[PASSAGE PROVIDED — start]

One of the many things that Erin Hartman has gained from her education at Penn is an expansive understanding of the role that nurses can play in the health care system—including as actors in shaping health care policy. Her initial attraction to the nursing profession derived, as one might expect, from her appreciation of the clinical care component. “The role that nurses play in the hospital stood out to me as being the most influential,” she says, reflecting back on the summer program she attended at the Children’s Hospital of Philadelphia (CHOP) after her junior year of high school. “I always desired a career in which I would devote my work to helping people, and through my summer experience I realized that nurses had the unique potential to really understand and impact their patients, both during their time of sickness in the hospital and after the resumption of their daily lives.” But in Erin’s freshman year at Penn, her introductory Nursing courses and Nursing School advisors—especially Professor Julie Sochalski (former Director for the Division of Nursing in the Bureau of Health Professions at the U.S. Department of Health and Human Services)—drew her attention to the way in which government policy would affect her practice as a nurse and influence not just how her patients access medical care but the quality of care they receive.
Since then, Erin has made the study of public policy an integral part of her Penn experience, adding the Public Policy Research Scholars (PPRS) program to her Nursing curriculum. Of her decision to pursue PPRS, Erin says: “I want to study public policy in order to learn how to be an advocate for my patients in the political arena.” For her, nursing and public policy are mutually-reinforcing endeavors—two sides of her overarching goal of helping people lead healthier lives. “I feel as though I will be in the ideal position as a nurse to work to advocate for policies that best reflect what patients need and want from their health care system.” And to that end, Erin envisions working within the political arena in some capacity down the road. “I feel in order to make a substantial impact you have to operate in the political sphere, which trickles down to influencing hospital policy and practitioner policy,” she asserts. “I am the most interested in health care access and health insurance coverage— issues that are at the heart of health politics.”

[PASSAGE PROVIDED — finish]
[STUDY MATERIAL — start]

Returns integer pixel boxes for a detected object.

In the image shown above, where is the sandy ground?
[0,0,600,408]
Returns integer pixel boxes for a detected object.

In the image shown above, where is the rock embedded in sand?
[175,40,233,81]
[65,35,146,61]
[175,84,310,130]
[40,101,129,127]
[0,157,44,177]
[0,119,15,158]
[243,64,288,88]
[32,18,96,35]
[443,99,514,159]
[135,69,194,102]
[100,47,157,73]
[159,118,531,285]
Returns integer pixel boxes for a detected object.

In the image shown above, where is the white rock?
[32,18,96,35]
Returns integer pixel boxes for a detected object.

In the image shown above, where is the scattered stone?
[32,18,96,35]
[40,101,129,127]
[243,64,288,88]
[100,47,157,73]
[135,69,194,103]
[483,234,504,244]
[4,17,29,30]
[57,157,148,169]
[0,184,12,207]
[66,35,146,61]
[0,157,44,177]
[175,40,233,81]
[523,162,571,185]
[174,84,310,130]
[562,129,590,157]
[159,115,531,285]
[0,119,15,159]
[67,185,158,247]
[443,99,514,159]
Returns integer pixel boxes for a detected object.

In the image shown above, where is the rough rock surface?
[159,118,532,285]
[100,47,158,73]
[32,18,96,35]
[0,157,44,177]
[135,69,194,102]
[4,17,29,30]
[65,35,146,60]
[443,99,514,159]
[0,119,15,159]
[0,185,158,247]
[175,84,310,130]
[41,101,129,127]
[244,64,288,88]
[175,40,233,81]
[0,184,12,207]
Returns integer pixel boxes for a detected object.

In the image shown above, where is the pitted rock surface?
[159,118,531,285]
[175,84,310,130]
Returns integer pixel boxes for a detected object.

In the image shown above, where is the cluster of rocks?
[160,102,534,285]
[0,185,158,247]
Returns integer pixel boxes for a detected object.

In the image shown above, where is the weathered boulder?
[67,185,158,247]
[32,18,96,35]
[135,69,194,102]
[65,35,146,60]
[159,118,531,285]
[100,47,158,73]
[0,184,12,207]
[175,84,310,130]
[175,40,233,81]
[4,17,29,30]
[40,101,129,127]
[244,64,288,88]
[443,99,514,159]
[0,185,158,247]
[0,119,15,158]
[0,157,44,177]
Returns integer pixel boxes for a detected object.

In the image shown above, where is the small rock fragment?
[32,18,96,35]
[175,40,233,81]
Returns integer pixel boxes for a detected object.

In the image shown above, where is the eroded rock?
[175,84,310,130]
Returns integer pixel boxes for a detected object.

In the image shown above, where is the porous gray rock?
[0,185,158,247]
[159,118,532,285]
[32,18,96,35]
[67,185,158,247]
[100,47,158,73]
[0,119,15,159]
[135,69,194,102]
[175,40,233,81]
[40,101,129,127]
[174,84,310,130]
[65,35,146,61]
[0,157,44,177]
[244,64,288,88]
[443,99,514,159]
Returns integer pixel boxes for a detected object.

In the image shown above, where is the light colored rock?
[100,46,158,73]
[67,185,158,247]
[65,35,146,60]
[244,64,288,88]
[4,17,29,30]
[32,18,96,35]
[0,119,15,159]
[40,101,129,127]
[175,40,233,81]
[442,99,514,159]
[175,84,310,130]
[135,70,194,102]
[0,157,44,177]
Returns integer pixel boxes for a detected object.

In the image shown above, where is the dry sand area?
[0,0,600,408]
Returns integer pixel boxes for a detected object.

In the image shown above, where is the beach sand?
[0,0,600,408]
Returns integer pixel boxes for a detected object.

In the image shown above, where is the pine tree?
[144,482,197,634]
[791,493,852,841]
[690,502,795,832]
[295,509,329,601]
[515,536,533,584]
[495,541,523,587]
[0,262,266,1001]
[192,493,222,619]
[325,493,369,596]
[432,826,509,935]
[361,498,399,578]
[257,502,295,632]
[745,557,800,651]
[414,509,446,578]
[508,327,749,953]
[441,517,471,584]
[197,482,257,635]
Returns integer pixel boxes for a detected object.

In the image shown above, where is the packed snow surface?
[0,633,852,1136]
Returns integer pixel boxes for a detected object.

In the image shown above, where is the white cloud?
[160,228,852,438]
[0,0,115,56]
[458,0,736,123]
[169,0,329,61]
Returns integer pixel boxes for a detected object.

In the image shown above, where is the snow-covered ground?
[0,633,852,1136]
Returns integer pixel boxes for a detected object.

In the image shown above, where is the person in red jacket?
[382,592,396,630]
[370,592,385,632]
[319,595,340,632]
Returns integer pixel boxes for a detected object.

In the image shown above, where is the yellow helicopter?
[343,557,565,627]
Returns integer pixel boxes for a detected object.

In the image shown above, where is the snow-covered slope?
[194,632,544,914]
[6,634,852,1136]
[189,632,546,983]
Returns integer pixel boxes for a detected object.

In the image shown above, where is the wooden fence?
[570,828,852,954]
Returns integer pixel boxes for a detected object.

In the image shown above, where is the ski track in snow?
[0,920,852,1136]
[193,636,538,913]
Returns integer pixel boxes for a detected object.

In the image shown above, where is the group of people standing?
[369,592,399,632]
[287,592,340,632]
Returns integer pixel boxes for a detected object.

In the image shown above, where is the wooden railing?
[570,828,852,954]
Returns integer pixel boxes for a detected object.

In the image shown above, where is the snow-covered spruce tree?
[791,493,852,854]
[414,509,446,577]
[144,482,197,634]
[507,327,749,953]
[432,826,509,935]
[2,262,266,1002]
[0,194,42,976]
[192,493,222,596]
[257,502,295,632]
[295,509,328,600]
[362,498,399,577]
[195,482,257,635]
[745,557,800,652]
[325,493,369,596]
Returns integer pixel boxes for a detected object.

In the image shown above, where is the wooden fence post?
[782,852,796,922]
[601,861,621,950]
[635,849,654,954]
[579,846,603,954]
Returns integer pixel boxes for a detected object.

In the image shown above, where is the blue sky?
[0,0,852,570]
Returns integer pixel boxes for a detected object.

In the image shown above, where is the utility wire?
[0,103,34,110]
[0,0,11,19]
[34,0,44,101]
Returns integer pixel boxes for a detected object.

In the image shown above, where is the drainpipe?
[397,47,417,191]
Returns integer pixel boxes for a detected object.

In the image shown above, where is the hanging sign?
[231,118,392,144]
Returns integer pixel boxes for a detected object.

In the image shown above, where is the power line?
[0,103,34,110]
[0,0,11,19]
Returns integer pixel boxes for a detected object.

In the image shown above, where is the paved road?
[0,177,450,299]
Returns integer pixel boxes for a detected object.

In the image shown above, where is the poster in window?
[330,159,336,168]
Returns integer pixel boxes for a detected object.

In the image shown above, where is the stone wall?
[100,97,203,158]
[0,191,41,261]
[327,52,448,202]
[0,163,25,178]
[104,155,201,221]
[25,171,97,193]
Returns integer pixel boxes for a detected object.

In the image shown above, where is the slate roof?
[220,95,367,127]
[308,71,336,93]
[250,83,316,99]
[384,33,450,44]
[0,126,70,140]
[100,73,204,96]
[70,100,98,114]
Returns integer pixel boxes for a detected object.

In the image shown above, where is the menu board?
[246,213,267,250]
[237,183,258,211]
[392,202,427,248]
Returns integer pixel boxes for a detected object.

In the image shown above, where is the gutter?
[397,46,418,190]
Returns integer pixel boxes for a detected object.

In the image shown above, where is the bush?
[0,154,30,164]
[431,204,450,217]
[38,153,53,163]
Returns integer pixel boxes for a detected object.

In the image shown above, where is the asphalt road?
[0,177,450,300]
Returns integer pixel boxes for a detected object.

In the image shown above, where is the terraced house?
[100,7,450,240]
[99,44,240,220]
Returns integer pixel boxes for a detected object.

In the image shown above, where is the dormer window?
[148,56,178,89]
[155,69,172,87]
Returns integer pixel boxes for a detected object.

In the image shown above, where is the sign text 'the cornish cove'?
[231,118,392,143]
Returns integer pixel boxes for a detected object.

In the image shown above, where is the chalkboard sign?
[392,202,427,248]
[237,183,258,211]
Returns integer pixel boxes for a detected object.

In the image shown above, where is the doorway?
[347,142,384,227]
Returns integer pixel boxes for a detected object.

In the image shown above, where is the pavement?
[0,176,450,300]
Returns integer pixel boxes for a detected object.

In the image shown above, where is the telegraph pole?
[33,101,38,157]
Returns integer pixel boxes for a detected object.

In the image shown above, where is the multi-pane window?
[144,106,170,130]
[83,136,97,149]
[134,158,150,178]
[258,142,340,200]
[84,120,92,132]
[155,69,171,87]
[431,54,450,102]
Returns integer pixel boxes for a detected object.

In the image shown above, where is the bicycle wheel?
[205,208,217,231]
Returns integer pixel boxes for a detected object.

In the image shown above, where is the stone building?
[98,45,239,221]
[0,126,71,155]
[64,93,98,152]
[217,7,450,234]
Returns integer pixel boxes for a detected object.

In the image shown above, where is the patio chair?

[STUDY MATERIAL — finish]

*STUDY QUESTIONS*
1 - For each statement below about the profile of Erin Hartman, answer yes or no, quoting the words of the profile that decide it: (a) Erin attended a summer program at the Children's Hospital of Philadelphia after her junior year of high school; (b) Erin says she is most interested in hospital staffing levels; (c) Julie Sochalski formerly directed the Division of Nursing in the Bureau of Health Professions.
2 - Carry on the profile of Erin Hartman, picking up after its final sentence.
The rows have nothing to do with the profile of Erin Hartman.

*ANSWERS FOR THE EXERCISE*
1 -
(a) Yes: "the summer program she attended at the Children’s Hospital of Philadelphia (CHOP) after her junior year of high school"
(b) No: "I am the most interested in health care access and health insurance coverage"
(c) Yes: "former Director for the Division of Nursing in the Bureau of Health Professions at the U.S. Department of Health and Human Services"

2 -
Beyond her classroom work, Erin has been able to merge her interests in health care policy and practice by working as a research intern at CHOP’s Policy Lab—a center dedicated to improving child health and well-being by developing and performing original research to inform and affect health policy. Armed with this academic research experience, Erin is getting her first taste of what it is like to work on the front lines of federal policymaking by interning on Capitol Hill this summer with the U.S. Senate Committee on Health, Education, Labor & Pensions, where she’ll assist staffers with analyzing legislation, writing memorandums, and conducting policy research.
In pursuing an education that bridges patient care and policy research, Erin is gaining both the skills and the vocabulary to translate her insights and observations from the clinical realm into policy action. “Eventually, I hope to go back to school for a masters or a degree in healthcare law,” she envisions. “Ultimately, I feel that I can have the greatest difference on patients and communities by influencing policy.”